Work request:
Can you reproduce, word for word, the part of the passage on NCI's international cancer work that opens with "Cancer researchers in" and closes with "science and technology."?

Passage:
==============================

Cancer researchers in the decades ahead will face a new landscape of challenges and opportunities. For this reason, NCI continually adapts its training programs to accommodate rapid developments in the frontiers of science and technology.
Cancer is not just a U.S. domestic issue. Each year more than 11 million people are diagnosed with cancer and more than 6 million die world-wide. That toll is greater than deaths from AIDS, tuberculosis, and malaria combined. NCI's international efforts are designed to foster research and build research capacity globally. NCI funds foreign contracts and grants, develops partnerships with other nations and organizations, and provides training opportunities for American scientists abroad and foreign scientists in the United States. NCI remains committed to supporting and expanding its international research efforts.
Global Cancer Incidence and Mortality
Highlights of NCI's international efforts include:
Partnerships. The Middle East Cancer Consortium (MECC) includes Cyprus, Egypt, Israel, Jordan, the Palestinian Authority, and Turkey. Over the past decade, MECC has supported population-based cancer registries. NCI also acts as a sustaining partner of the Breast Health Global Initiative, which strives to develop, implement, and study guidelines to improve interventions for breast cancer in countries with limited resources.
Air pollution, a major contribution to
cancer risk, in Shanghai, China
Research. A global approach to research enables explorations of interactions between genes and specific environmental exposures found in diverse geographical settings. With the Chinese Center for Disease Control, NCI researchers have evaluated cancer risk associated with occupational exposure to benzene. The results of these studies were considered by the U.S. Environmental Protection Agency (EPA) in establishing a rule to limit the benzene content in gasoline, significantly reducing emissions of hazardous air pollutants in the United States. NCI-funded U.S. and Turkish researchers have studied malignant mesothelioma (MM), which accounts for 50 percent of all deaths in certain Turkish villages and has been linked with use of erionite, a carcinogenic mineral fiber. The researchers found that only some families suffer from a high incidence of the disease, because they possess a genetic predisposition that influences the development of MM. In addition to contributing to prevention and treatment for MM in Turkey, these studies also may improve prevention and treatment in the United States, where about 2,000 new cases of MM, primarily attributable to asbestos exposure, are diagnosed each year.

==============================

Stored data
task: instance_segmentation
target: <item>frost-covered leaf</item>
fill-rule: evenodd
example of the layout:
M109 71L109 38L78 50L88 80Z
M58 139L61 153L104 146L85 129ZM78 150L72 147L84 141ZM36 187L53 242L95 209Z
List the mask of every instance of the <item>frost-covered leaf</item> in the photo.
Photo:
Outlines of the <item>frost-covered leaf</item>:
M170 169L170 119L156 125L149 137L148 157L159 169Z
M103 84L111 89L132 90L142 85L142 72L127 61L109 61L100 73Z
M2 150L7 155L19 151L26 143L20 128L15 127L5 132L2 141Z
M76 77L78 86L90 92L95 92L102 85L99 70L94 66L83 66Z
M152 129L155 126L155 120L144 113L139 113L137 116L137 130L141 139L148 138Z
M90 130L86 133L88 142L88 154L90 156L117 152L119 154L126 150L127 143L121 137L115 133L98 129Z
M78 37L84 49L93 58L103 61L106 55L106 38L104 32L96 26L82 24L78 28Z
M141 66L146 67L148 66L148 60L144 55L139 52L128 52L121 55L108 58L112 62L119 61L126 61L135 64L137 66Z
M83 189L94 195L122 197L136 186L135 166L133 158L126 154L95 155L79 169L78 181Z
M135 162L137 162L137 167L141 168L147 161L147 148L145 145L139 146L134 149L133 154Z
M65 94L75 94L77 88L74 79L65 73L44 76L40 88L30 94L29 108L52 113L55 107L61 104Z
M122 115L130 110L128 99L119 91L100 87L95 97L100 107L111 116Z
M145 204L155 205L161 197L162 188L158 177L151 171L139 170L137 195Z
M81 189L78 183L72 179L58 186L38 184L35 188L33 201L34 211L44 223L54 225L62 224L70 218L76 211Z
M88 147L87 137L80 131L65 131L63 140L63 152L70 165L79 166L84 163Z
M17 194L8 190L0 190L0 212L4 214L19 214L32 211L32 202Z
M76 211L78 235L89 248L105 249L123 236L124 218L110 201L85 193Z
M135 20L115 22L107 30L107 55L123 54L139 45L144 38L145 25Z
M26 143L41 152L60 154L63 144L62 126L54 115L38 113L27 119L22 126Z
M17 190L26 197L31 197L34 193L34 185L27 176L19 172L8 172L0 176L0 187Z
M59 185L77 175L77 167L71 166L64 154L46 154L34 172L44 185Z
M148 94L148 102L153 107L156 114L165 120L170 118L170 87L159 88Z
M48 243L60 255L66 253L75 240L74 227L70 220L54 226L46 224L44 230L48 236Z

==============================

Exercise output:
Cancer researchers in the decades ahead will face a new landscape of challenges and opportunities. For this reason, NCI continually adapts its training programs to accommodate rapid developments in the frontiers of science and technology.